[Problem requirements]: A single number is the answer: the count of lines in the listing below that contain "cloud".

[Extracted records]:
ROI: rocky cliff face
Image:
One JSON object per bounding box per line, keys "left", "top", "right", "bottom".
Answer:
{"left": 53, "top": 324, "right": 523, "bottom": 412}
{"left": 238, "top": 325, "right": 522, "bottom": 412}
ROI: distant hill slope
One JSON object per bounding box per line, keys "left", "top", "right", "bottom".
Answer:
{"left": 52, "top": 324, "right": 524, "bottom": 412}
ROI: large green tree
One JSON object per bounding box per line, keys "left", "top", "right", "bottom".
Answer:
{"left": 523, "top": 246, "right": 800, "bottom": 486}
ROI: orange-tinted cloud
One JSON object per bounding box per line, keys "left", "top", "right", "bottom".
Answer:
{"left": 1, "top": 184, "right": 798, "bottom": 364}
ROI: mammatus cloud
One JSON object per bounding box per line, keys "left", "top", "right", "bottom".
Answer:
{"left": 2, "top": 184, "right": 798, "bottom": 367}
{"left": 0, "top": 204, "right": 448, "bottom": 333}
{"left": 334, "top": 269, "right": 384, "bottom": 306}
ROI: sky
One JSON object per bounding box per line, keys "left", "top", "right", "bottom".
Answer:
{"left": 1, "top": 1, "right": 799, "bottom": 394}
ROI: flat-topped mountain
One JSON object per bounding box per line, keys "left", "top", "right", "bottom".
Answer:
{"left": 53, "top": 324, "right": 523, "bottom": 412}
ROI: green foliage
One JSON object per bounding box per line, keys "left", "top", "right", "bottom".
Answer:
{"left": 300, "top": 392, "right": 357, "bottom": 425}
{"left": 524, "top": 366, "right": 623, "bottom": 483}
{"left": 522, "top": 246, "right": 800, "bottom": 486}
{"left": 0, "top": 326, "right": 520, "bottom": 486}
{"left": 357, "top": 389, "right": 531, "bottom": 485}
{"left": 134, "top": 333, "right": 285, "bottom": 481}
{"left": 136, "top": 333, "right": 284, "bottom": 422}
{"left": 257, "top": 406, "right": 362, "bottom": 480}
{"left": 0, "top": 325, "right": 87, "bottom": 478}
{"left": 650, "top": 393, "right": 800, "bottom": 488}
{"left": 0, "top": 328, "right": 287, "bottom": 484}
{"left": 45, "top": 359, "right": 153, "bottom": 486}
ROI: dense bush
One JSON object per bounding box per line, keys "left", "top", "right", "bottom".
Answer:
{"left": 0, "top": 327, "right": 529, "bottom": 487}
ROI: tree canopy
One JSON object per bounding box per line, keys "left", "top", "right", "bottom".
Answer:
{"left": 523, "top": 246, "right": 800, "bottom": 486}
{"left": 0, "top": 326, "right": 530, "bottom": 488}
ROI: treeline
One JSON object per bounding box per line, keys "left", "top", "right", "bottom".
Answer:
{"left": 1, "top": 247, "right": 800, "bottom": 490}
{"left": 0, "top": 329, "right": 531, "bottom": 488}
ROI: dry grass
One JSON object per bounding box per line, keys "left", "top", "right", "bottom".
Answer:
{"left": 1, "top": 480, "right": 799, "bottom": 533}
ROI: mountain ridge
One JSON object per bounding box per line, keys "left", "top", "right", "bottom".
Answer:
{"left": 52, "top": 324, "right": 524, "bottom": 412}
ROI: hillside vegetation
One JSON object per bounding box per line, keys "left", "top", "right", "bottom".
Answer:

[Response box]: 2